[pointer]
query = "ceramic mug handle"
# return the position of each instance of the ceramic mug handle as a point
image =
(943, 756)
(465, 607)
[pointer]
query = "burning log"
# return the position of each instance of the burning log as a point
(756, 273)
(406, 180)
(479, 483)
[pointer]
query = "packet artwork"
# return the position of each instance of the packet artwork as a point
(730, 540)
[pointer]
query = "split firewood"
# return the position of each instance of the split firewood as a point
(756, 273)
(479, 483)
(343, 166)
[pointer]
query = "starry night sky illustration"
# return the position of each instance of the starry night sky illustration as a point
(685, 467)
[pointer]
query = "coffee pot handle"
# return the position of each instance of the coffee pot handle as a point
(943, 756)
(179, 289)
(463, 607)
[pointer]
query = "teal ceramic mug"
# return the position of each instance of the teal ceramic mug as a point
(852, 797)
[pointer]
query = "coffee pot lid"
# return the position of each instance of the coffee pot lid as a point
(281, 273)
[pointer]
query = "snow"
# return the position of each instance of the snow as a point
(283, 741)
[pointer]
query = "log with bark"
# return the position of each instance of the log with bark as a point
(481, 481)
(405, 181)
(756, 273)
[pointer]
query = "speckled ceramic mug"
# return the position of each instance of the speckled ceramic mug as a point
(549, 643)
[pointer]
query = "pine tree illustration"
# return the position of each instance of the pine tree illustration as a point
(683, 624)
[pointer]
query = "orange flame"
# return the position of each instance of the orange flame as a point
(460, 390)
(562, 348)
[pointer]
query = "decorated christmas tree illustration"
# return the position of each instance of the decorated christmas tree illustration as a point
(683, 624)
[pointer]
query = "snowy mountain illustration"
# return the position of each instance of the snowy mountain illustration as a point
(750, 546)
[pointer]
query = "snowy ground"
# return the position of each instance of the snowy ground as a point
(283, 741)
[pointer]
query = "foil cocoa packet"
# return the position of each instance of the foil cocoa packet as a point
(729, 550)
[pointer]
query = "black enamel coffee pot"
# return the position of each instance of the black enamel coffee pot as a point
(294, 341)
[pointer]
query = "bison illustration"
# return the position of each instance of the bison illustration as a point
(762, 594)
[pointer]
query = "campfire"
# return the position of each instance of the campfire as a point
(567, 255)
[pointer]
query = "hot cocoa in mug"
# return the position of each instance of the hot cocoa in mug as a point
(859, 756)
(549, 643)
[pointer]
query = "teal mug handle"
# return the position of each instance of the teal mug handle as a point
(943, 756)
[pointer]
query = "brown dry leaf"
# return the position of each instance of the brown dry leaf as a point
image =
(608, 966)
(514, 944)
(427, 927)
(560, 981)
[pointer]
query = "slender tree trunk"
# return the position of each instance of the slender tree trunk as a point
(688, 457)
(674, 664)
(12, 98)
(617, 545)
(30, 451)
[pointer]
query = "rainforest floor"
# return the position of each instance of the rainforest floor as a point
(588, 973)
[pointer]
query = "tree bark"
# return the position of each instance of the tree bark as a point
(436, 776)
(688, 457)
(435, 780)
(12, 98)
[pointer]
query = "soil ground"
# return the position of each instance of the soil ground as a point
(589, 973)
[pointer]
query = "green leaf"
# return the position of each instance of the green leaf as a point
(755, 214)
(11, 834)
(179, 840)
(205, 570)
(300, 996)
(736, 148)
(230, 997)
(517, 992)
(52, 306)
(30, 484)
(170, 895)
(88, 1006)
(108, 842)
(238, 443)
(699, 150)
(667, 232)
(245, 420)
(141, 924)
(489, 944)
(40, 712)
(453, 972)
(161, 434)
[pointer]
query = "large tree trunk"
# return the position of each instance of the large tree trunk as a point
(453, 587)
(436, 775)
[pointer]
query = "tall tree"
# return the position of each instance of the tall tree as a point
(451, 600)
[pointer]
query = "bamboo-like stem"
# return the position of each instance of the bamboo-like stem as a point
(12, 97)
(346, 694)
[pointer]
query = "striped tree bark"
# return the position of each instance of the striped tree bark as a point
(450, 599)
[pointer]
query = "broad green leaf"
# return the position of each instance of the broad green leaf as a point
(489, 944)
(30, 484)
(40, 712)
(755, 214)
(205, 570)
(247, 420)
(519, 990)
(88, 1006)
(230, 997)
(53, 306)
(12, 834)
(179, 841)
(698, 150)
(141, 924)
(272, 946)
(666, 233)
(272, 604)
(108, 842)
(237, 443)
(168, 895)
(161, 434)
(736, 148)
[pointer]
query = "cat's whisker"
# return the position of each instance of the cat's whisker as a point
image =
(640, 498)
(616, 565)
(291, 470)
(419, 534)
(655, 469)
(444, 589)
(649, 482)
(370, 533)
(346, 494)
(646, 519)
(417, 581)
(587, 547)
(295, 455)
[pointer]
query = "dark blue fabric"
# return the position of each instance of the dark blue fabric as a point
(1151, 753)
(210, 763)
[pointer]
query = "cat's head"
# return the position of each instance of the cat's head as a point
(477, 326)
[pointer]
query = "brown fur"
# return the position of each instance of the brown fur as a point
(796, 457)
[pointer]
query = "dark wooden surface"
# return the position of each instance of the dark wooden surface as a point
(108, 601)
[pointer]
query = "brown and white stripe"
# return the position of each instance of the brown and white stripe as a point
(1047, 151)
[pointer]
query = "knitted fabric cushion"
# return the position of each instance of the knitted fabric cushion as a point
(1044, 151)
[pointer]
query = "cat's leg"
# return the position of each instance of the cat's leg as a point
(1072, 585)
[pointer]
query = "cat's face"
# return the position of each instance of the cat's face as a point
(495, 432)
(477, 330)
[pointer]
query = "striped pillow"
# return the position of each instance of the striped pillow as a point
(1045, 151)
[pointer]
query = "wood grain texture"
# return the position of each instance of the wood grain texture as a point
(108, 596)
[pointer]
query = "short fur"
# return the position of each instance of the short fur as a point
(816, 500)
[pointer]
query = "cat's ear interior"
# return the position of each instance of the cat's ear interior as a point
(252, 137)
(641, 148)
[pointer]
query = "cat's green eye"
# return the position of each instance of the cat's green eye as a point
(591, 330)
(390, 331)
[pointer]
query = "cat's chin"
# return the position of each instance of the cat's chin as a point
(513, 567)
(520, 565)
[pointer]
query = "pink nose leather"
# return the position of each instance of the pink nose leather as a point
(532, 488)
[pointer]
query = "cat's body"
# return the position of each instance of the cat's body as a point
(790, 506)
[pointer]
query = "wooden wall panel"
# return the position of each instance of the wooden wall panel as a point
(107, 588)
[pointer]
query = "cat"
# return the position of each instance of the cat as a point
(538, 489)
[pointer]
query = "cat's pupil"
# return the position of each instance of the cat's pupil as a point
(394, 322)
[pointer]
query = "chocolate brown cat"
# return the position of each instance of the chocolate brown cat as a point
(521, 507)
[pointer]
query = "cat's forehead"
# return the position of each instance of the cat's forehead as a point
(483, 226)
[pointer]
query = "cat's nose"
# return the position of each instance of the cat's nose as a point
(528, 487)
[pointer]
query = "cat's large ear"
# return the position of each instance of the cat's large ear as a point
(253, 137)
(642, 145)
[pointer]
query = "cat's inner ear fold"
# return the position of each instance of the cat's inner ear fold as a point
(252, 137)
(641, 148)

────────

#### [SET EXERCISE]
Print every line of the records exactly. Omit nothing.

#### [TASK SOLUTION]
[pointer]
query = "ceramic mug handle"
# return the position of each instance of the ceramic mug handle as a point
image =
(943, 756)
(465, 607)
[pointer]
query = "burning log"
# return the position of each instance of the burning log as a point
(756, 273)
(406, 180)
(479, 483)
[pointer]
query = "packet artwork"
# return the position of each instance of the packet artwork as a point
(730, 540)
[pointer]
query = "split firewood"
# return the position of each instance of the split firewood as a point
(756, 273)
(479, 483)
(343, 166)
[pointer]
query = "starry night sky illustration"
# return the position of each instance of the starry night sky illustration as a point
(685, 467)
[pointer]
query = "coffee pot handle"
# return the position of each instance of the coffee pot handle as a point
(943, 756)
(179, 289)
(463, 607)
[pointer]
query = "teal ceramic mug"
# return the position of each instance of the teal ceramic mug as a point
(852, 797)
[pointer]
query = "coffee pot lid"
# return the position of each instance of the coffee pot lid as a point
(281, 273)
[pointer]
query = "snow"
# return the position of each instance of the snow as a point
(283, 741)
[pointer]
query = "log with bark"
# return the position of each instance of the log with bark as a point
(481, 481)
(405, 181)
(756, 273)
[pointer]
query = "speckled ceramic mug"
# return the position of each instance of the speckled ceramic mug as a point
(549, 643)
[pointer]
query = "pine tree illustration"
# return the position of each instance of the pine tree illustration as a point
(683, 624)
[pointer]
query = "orange flame"
# return the position of each instance of the orange flame as a point
(460, 390)
(562, 348)
[pointer]
query = "decorated christmas tree illustration"
# return the position of each instance of the decorated christmas tree illustration as a point
(683, 624)
[pointer]
query = "snowy mountain illustration"
# return the position of each instance of the snowy mountain illustration as a point
(750, 546)
[pointer]
query = "snowy ground"
# return the position of each instance of the snowy ground as a point
(283, 741)
[pointer]
query = "foil cocoa packet"
# return the position of each instance of the foil cocoa packet as a point
(729, 550)
[pointer]
query = "black enamel coffee pot"
# return the position of each instance of the black enamel coffee pot as a point
(294, 341)
[pointer]
query = "bison illustration"
# return the position of each instance of the bison illustration as a point
(762, 594)
[pointer]
query = "campfire"
# return the position of each instance of the campfire as a point
(567, 255)
[pointer]
query = "hot cocoa in mug"
# return the position of each instance of the hot cocoa in mug as a point
(859, 756)
(549, 643)
[pointer]
query = "teal mug handle"
# return the position of each instance of the teal mug handle as a point
(943, 756)
[pointer]
query = "brown dry leaf"
# return the position of each instance of the brown dry leaf as a point
image =
(608, 966)
(514, 944)
(427, 927)
(560, 981)
[pointer]
query = "slender tree trunk"
# return the position of each instance of the slender tree trunk as a point
(688, 457)
(674, 664)
(12, 98)
(617, 545)
(30, 451)
[pointer]
query = "rainforest floor"
# return the position of each instance of the rainforest floor as a point
(588, 973)
[pointer]
query = "tree bark"
# return the position of each instance of the tree bark as a point
(436, 776)
(688, 457)
(435, 780)
(12, 98)
[pointer]
query = "soil ground"
# return the position of each instance of the soil ground as a point
(589, 973)
[pointer]
query = "green leaf"
# return the position of each instance of the green leaf as a point
(755, 214)
(11, 834)
(179, 840)
(205, 570)
(300, 996)
(736, 148)
(230, 997)
(517, 992)
(52, 306)
(30, 484)
(170, 895)
(88, 1006)
(108, 842)
(238, 443)
(699, 150)
(667, 232)
(245, 420)
(141, 924)
(489, 944)
(40, 712)
(453, 972)
(161, 434)
[pointer]
query = "large tree trunk"
# return the position of each instance of the large tree trunk as a point
(453, 587)
(436, 775)
[pointer]
query = "tall tree"
# return the position of each instance of the tall tree as a point
(451, 600)
[pointer]
query = "bamboo-like stem"
# return the position of each instance of the bamboo-like stem as a point
(12, 97)
(346, 694)
[pointer]
query = "striped tree bark"
# return the position of each instance of the striped tree bark as a point
(450, 599)
[pointer]
query = "broad green leaf"
# return the position of each instance of the broad green leaf as a point
(489, 944)
(30, 484)
(40, 712)
(755, 214)
(205, 570)
(247, 420)
(519, 990)
(88, 1006)
(230, 997)
(53, 306)
(12, 834)
(179, 841)
(698, 150)
(141, 924)
(272, 946)
(666, 233)
(272, 604)
(108, 842)
(237, 443)
(168, 895)
(161, 434)
(736, 148)
[pointer]
query = "cat's whisker"
# return the position of each instance of the cat's whisker as a point
image =
(640, 498)
(616, 565)
(291, 470)
(419, 534)
(655, 469)
(444, 589)
(649, 482)
(370, 533)
(346, 494)
(646, 519)
(417, 581)
(587, 547)
(295, 455)
[pointer]
query = "dark blue fabric"
# return the position of each instance of the dark blue fabric as a point
(1151, 753)
(210, 763)
[pointer]
query = "cat's head"
# return the position of each instance of the cat's head as a point
(477, 326)
[pointer]
query = "brown fur"
# return the position of each instance of the brown fur as a point
(796, 457)
[pointer]
query = "dark wooden surface"
# return the position of each instance of the dark wooden surface as a point
(108, 601)
[pointer]
query = "brown and white stripe"
# return the position of each instance of the brown and white stripe as a point
(1047, 151)
[pointer]
query = "knitted fabric cushion"
# return the position of each instance of the knitted fabric cushion as a point
(1044, 151)
[pointer]
query = "cat's leg"
# return the position of each instance of the cat's leg as a point
(1072, 585)
[pointer]
query = "cat's face"
# return the position of each instance of the cat's face as a point
(495, 432)
(477, 330)
[pointer]
query = "striped pillow"
# return the position of each instance of the striped pillow as a point
(1045, 151)
[pointer]
query = "wood grain texture"
# return the position of each instance of the wood grain texture as a point
(108, 596)
[pointer]
query = "short fur"
# return the position of each instance of the short fur as a point
(816, 500)
[pointer]
query = "cat's ear interior"
# return the position of each instance of the cat's ear interior as a point
(252, 137)
(641, 148)
[pointer]
query = "cat's green eye"
# return the position of each instance of the cat's green eye as a point
(591, 330)
(390, 331)
[pointer]
query = "cat's chin"
# return the position of each instance of the cat's chin as a point
(513, 567)
(520, 565)
[pointer]
query = "pink nose leather"
# return the position of each instance of the pink nose leather as a point
(532, 488)
[pointer]
query = "cat's body"
# return the position of each instance of the cat's body as a point
(790, 506)
[pointer]
query = "wooden wall panel"
# return the position of each instance of the wooden wall panel as a point
(107, 588)
[pointer]
query = "cat"
# return the position of each instance of the cat as a point
(538, 489)
[pointer]
query = "cat's pupil"
# return the position of each instance of the cat's pupil as a point
(394, 322)
[pointer]
query = "chocolate brown cat"
# return the position of each instance of the chocolate brown cat as a point
(521, 507)
[pointer]
query = "cat's forehead"
# return the position of each instance of the cat's forehead as a point
(483, 226)
[pointer]
query = "cat's nose"
# return the position of each instance of the cat's nose as a point
(528, 487)
[pointer]
query = "cat's large ear"
# return the position of each instance of the cat's large ear as a point
(253, 137)
(642, 145)
[pointer]
query = "cat's inner ear fold"
# return the position of each instance of the cat's inner ear fold as a point
(252, 137)
(641, 148)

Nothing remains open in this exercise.